-------- Data section --------

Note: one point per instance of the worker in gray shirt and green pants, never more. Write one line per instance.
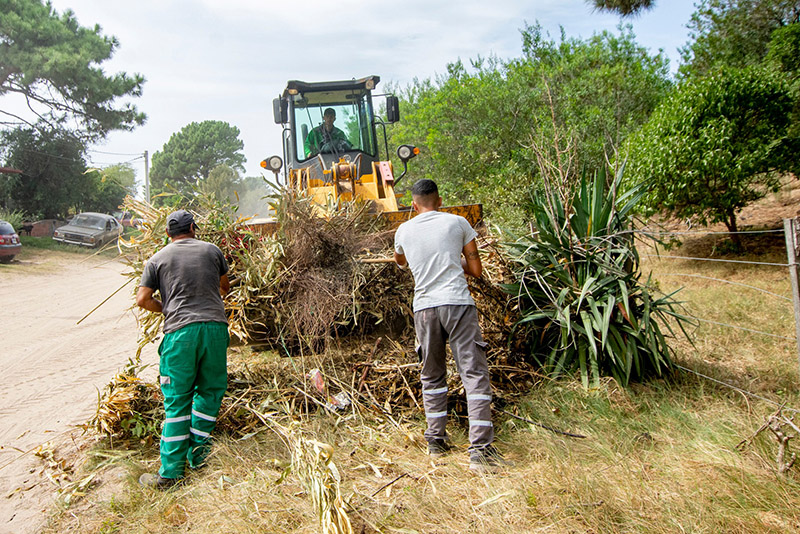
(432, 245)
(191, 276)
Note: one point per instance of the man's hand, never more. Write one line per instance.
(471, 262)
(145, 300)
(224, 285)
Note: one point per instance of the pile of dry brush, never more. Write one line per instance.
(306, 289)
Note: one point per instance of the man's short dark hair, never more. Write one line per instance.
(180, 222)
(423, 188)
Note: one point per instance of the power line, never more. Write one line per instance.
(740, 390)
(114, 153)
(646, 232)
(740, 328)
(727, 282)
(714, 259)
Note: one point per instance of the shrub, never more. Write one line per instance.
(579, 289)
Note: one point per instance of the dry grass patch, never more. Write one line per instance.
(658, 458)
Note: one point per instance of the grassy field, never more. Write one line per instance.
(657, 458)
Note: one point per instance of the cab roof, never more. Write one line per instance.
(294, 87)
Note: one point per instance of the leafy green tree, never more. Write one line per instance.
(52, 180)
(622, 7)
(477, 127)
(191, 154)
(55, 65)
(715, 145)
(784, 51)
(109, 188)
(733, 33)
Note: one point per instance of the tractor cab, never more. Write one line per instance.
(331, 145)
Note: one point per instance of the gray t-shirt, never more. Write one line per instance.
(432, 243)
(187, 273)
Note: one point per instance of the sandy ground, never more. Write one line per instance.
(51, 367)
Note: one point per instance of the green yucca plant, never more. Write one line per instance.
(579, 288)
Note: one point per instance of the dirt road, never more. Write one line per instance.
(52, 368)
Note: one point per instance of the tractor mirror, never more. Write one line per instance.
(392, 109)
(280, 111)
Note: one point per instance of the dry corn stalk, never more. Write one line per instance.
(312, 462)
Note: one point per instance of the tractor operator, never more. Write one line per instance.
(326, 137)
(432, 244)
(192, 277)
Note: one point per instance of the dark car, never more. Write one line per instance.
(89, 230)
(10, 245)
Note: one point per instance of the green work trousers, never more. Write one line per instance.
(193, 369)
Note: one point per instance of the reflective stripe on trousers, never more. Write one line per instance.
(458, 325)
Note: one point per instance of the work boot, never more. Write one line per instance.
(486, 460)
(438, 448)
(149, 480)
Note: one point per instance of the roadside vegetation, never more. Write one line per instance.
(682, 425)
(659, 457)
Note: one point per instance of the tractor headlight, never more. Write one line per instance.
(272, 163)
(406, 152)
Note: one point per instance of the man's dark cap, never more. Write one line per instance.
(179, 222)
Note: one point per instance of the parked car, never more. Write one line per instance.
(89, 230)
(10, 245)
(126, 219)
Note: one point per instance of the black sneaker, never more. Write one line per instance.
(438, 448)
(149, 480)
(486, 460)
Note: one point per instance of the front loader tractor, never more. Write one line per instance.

--------

_Written exercise_: Pictures are to be left out; repeat all the remaining data exactly.

_Answer for this exercise_:
Note: one point per instance of the worker in gray shirt and green pants, never more. Write one line per instance.
(432, 245)
(191, 276)
Note: one point per instance of the man's hand, never more. Write one line per instance.
(471, 262)
(145, 300)
(224, 285)
Note: one point per instance of the pile of dry brush, never more. Write one line per instance.
(306, 289)
Note: one point per instance of the man's short dark hair, never more. Write one line per instance.
(180, 222)
(423, 188)
Note: one point per instance of the power line, never more. Write one line per instance.
(740, 390)
(114, 153)
(646, 232)
(740, 328)
(727, 282)
(714, 259)
Note: one point per instance of the shrub, never more. Write one line per instance.
(579, 289)
Note: one point per instance of the dry grass patch, never more. Write one line per instance.
(658, 458)
Note: one point per instance of the grassy field, never more. Write one line per instance.
(657, 458)
Note: one point per instance of the cab roof, never more. Write one line per instance.
(294, 87)
Note: one point per instance of the leafy green tree, never more. Write one line per instance.
(52, 180)
(622, 7)
(477, 127)
(191, 154)
(55, 65)
(715, 145)
(784, 51)
(109, 188)
(733, 33)
Note: one point per instance of the tractor cab, never more. Write one line per instance.
(331, 145)
Note: one point per instance of the gray t-shirt, never more. Write one line per instance.
(432, 243)
(187, 273)
Note: one point per instance of the sandy ground, never more. Write one line per instance.
(51, 367)
Note: one point per instance of the green yucca plant, never more. Write one line per instance.
(579, 288)
Note: one point per instance of the dirt road, never more. Write one line per instance.
(52, 368)
Note: one point per instance of the tractor mirror, never more. Write one line per instance.
(392, 109)
(280, 111)
Note: one point per instance of the dry corn stalk, never more. Write one line per instance.
(312, 462)
Note: one point per instance of the tractor operator, never more. Write one line per instance.
(326, 137)
(432, 244)
(192, 277)
Note: one point per instance of the dark car, never more. Write one line per instance.
(89, 230)
(10, 245)
Note: one point per instance of the green work trousers, never more. Write one line per instance.
(193, 369)
Note: one point per instance of the reflective stripe on trousers, never more. Write one line per instance.
(458, 325)
Note: one point per instance of the work boot, never more. Write one line per instance.
(486, 460)
(438, 448)
(149, 480)
Note: one point per instance of the roadside vegetation, never more. Write one line per instance.
(682, 425)
(659, 457)
Note: one point per instance of the tractor headlight, never more. Write one line per instance.
(272, 163)
(406, 152)
Note: one point per instance of the man's dark cap, never more. Write one line per instance.
(179, 222)
Note: one point per instance of the parked car, never more. Write one line per instance.
(89, 230)
(10, 245)
(126, 219)
Note: one point per instance of the black sneaker, never more. Write one line per instance.
(438, 448)
(149, 480)
(486, 460)
Note: one point per instance of the front loader tractor, never more. Write one line per instance.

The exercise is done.